Turn every line of the listing below into a Markdown table with the columns Row and Line, numbering the rows and leaving out any blank lines.

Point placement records
---

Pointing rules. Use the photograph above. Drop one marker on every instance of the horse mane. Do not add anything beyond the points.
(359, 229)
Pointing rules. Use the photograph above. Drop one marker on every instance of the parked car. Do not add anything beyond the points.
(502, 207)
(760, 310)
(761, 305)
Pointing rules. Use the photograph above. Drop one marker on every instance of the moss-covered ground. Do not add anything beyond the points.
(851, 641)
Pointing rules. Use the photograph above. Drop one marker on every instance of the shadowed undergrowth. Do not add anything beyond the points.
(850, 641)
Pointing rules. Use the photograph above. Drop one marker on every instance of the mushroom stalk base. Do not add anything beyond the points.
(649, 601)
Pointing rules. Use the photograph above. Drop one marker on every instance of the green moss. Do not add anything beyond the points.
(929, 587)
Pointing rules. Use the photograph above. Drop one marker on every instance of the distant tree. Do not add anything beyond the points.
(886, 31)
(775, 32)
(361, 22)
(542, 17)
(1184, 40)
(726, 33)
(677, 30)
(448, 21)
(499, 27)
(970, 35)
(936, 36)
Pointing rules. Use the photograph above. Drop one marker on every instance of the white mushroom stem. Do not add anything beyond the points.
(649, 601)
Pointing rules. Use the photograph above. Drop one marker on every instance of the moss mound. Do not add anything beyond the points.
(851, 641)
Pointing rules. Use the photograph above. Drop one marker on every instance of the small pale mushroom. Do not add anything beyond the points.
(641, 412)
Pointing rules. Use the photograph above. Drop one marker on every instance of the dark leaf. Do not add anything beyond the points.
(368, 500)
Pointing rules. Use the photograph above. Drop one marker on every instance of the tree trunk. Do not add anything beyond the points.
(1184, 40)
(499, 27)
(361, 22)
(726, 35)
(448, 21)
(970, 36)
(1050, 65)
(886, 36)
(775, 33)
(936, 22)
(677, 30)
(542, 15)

---

Exercise answer =>
| Row | Line |
|---|---|
| 1 | Pointing rules. Use the photograph above. Drop one marker on every instance of the horse mane. Do not add anything beyond the points. |
| 2 | (359, 229) |
| 3 | Pointing rules. Use the photograph above. Drop one marker on every instance of the parked car. Do not add anything beyond the points. |
| 4 | (502, 207) |
| 5 | (760, 310) |
| 6 | (761, 305) |
| 7 | Pointing rules. Use the photograph above. Drop one marker on every instance of the moss-covered ground. Do not add anything beyond the points. |
| 8 | (851, 641) |
| 9 | Pointing rules. Use the photograph above. Drop one marker on every instance of the shadowed undergrowth. Do not add anything beyond the points. |
| 10 | (850, 641) |
| 11 | Pointing rules. Use the photograph above. Drop one marker on every instance of the mushroom stalk base. Do not add anything beyond the points. |
| 12 | (649, 601) |
| 13 | Pointing rules. Use the photograph above. Drop one marker on every instance of the green moss. Do not add anything beyond the points. |
| 14 | (929, 587) |
| 15 | Pointing rules. Use the photograph above. Drop one marker on every instance of the distant tree. Do not add anything beyond the points. |
| 16 | (886, 31) |
| 17 | (775, 32) |
| 18 | (361, 22) |
| 19 | (542, 17) |
| 20 | (1184, 40) |
| 21 | (726, 33) |
| 22 | (677, 30) |
| 23 | (448, 21) |
| 24 | (499, 27) |
| 25 | (970, 35) |
| 26 | (936, 36) |
| 27 | Pointing rules. Use the photograph above. Drop one marker on every instance of the white mushroom stem. Do not add anything beyond the points. |
| 28 | (649, 601) |
| 29 | Pointing rules. Use the photograph above. Drop one marker on every instance of the moss mound. Do not add anything beyond the points. |
| 30 | (851, 641) |
| 31 | Pointing rules. Use the photograph above. Drop one marker on every instance of the small pale mushroom. Do not add anything beyond the points. |
| 32 | (641, 412) |
| 33 | Pointing rules. Use the photograph above. Drop one marker on every instance of the dark leaf. Do not add anything beyond the points. |
| 34 | (368, 500) |
| 35 | Pointing rules. Use the photograph above. Drop one marker on every instance of the tree trunk. Do not add anything beyond the points. |
| 36 | (1184, 40) |
| 37 | (499, 27) |
| 38 | (361, 22) |
| 39 | (726, 35) |
| 40 | (448, 21) |
| 41 | (970, 36) |
| 42 | (1050, 65) |
| 43 | (886, 36) |
| 44 | (775, 33) |
| 45 | (936, 22) |
| 46 | (677, 30) |
| 47 | (542, 15) |